DATA SECTION START

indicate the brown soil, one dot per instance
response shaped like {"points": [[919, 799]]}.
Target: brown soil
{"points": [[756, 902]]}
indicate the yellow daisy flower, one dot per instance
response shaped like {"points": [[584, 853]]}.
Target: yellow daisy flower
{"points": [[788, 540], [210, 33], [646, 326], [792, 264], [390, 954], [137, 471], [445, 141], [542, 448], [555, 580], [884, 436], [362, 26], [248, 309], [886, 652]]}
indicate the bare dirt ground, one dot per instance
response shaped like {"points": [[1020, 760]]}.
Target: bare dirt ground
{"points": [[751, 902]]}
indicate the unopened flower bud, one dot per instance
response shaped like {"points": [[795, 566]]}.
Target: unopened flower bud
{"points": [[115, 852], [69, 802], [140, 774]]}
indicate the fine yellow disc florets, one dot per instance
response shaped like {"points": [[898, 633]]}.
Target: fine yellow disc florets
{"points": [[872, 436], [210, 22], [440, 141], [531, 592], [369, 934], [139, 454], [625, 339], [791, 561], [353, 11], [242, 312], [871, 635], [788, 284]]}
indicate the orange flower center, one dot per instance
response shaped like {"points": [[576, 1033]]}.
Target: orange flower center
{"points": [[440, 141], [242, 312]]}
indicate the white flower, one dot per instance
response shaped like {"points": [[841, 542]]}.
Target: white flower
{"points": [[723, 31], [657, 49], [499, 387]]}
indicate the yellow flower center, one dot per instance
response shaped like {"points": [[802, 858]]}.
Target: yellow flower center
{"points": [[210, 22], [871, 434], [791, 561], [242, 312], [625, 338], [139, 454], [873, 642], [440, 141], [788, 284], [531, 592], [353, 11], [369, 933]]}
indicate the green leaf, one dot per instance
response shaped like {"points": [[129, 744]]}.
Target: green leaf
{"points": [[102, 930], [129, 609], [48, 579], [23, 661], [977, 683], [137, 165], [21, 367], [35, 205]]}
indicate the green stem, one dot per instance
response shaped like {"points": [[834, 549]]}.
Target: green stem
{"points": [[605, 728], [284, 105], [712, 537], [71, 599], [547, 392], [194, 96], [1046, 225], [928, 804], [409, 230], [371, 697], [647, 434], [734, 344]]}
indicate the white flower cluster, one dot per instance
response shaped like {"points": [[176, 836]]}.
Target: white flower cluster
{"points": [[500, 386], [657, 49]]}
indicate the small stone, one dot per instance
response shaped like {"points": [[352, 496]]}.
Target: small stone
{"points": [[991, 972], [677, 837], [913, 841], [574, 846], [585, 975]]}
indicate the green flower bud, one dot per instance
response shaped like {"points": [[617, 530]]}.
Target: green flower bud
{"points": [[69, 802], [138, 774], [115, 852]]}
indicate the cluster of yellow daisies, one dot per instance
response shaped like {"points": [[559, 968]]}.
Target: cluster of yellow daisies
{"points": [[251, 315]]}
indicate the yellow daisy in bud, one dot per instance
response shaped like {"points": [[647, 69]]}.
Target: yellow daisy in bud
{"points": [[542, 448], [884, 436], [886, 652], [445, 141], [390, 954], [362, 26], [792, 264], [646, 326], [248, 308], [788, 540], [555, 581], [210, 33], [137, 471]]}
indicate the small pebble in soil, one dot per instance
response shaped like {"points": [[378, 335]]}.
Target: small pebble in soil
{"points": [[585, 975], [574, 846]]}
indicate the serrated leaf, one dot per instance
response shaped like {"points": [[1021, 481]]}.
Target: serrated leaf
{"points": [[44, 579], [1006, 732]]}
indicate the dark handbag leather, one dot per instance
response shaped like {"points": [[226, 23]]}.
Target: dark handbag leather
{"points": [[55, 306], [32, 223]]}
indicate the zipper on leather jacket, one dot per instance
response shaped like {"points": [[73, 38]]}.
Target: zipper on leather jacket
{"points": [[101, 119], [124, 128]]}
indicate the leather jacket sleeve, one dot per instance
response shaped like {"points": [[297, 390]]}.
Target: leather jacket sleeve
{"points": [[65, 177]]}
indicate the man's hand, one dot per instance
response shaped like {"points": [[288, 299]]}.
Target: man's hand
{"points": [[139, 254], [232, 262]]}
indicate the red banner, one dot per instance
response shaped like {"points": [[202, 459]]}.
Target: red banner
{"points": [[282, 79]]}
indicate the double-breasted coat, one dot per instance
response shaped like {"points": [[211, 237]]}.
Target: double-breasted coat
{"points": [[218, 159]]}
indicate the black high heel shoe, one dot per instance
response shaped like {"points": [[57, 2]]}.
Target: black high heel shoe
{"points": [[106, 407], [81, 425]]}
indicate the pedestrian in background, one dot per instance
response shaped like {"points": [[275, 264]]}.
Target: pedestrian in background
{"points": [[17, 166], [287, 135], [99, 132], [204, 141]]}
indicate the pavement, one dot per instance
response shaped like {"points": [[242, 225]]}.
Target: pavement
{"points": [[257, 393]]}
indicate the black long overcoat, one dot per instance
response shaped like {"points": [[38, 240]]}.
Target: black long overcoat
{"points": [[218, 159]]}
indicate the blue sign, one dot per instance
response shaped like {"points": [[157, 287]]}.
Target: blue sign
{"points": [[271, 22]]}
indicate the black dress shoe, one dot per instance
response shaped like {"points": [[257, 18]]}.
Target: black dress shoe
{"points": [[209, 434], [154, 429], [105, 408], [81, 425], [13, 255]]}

DATA SECTION END

> [ASSIGNED TASK] Give the material above again, word for word.

> [ANSWER TO THIS TASK]
indicate the brown soil, one dot per instance
response shaped like {"points": [[919, 799]]}.
Target: brown soil
{"points": [[756, 902]]}
indicate the yellow daisy flower, one dot per instance
response shaped like {"points": [[584, 853]]}.
Target: yellow daisy flower
{"points": [[788, 540], [210, 33], [646, 326], [792, 264], [390, 954], [137, 471], [445, 141], [542, 448], [555, 580], [884, 436], [362, 26], [248, 309], [886, 652]]}
indicate the bare dirt ground, one dot per instance
response shaped like {"points": [[1020, 760]]}.
Target: bare dirt ground
{"points": [[751, 902]]}
indicate the unopened flower bud, one dot per instance
response shaped like {"points": [[795, 566]]}.
Target: unopened flower bud
{"points": [[115, 852], [69, 802], [140, 774]]}
indicate the fine yellow disc florets, one dot per instance
response shaped like {"points": [[898, 633]]}.
Target: fine yellow disc florets
{"points": [[872, 436], [210, 22], [440, 141], [531, 592], [369, 934], [139, 454], [625, 339], [791, 561], [353, 11], [242, 312], [871, 635], [788, 284]]}
indicate the orange flower center, one dot per instance
response shaped like {"points": [[576, 1033]]}.
Target: orange flower center
{"points": [[440, 141], [242, 312]]}
indicate the white flower, one dot per instance
response shaped like {"points": [[841, 542]]}.
Target: white flower
{"points": [[723, 31], [657, 49], [499, 387]]}
indicate the yellow flower center, one dot per instance
response shaped like {"points": [[802, 858]]}.
Target: yellow flower center
{"points": [[210, 22], [871, 434], [791, 561], [242, 312], [625, 338], [139, 454], [873, 642], [440, 141], [788, 284], [531, 592], [353, 11], [369, 933]]}
indicate the green leaf, one dot per instance
response shaped like {"points": [[129, 744]]}.
Target: green leaf
{"points": [[102, 930], [129, 609], [48, 579], [23, 661], [977, 683], [137, 165], [21, 367], [35, 205]]}
indicate the green stem, one dot per instance
response shaped like {"points": [[834, 549]]}.
Target: green stem
{"points": [[605, 728], [284, 105], [712, 537], [71, 599], [547, 392], [194, 96], [1046, 225], [928, 804], [409, 230], [371, 697], [647, 434], [734, 344]]}
indicate the white flower cluster, one dot per instance
response shaped like {"points": [[176, 836]]}.
Target: white flower cluster
{"points": [[500, 386], [657, 49]]}
indicate the small stone, one dot per instance
response shaped like {"points": [[352, 496]]}.
Target: small stone
{"points": [[991, 972], [677, 837], [913, 841], [574, 846], [585, 975]]}
indicate the green flower bud, one dot per instance
response shaped like {"points": [[617, 530]]}.
Target: green flower bud
{"points": [[69, 802], [138, 774], [115, 852]]}
indicate the cluster of yellow daisies, one dot per instance
response shaped like {"points": [[559, 968]]}.
Target: cluster of yellow daisies
{"points": [[251, 315]]}
indicate the yellow daisy in bud, one dot per instance
response shaped like {"points": [[647, 69]]}.
Target: yellow daisy in bud
{"points": [[542, 448], [884, 436], [886, 652], [445, 141], [390, 954], [362, 26], [792, 264], [646, 326], [248, 308], [788, 540], [555, 581], [210, 33], [137, 471]]}
indicate the small pebble in soil, one dot per instance
response shaped like {"points": [[378, 335]]}.
Target: small pebble in soil
{"points": [[585, 975], [574, 846]]}
indicate the serrated leaf, one dot per instance
response shaped like {"points": [[1021, 481]]}.
Target: serrated leaf
{"points": [[44, 579], [1006, 732]]}
indicate the dark handbag leather, one dot per instance
response shaped like {"points": [[226, 23]]}.
Target: dark handbag leather
{"points": [[55, 306], [32, 223]]}
indicate the zipper on leather jacket, one dot per instance
response shaped like {"points": [[73, 38]]}.
Target: zipper on leather jacket
{"points": [[101, 119], [124, 128]]}
indicate the leather jacket sleeve, one dot per instance
response shaped like {"points": [[297, 390]]}.
Target: leather jacket sleeve
{"points": [[65, 177]]}
indicate the man's hand, one dot per instance
response shaped like {"points": [[288, 299]]}.
Target: man's hand
{"points": [[139, 254], [232, 262]]}
indicate the red banner, one dot per instance
response shaped like {"points": [[202, 459]]}.
Target: red banner
{"points": [[282, 79]]}
indicate the double-breasted coat, one dot per instance
response shaped like {"points": [[211, 237]]}.
Target: double-breasted coat
{"points": [[218, 159]]}
indicate the black high heel shoe, one dot per instance
response shaped like {"points": [[57, 2]]}.
Target: black high heel shoe
{"points": [[106, 407], [81, 425]]}
indicate the pedestrian in background, one dot per instance
response shaped like {"points": [[275, 264]]}.
Target: pedestrian in background
{"points": [[17, 166], [287, 135], [99, 132], [204, 141]]}
indicate the pavement, one dot per instance
response shaped like {"points": [[242, 225]]}.
Target: pavement
{"points": [[257, 393]]}
indicate the black long overcoat, one dot per instance
response shaped like {"points": [[38, 240]]}.
Target: black long overcoat
{"points": [[218, 159]]}
indicate the blue sign, one dot per instance
response shaped like {"points": [[157, 287]]}.
Target: blue sign
{"points": [[271, 22]]}
indicate the black dress shoe, one dot per instance
response shaped like {"points": [[257, 18]]}.
Target: black dress shoe
{"points": [[209, 434], [154, 429], [105, 408], [81, 425], [13, 255]]}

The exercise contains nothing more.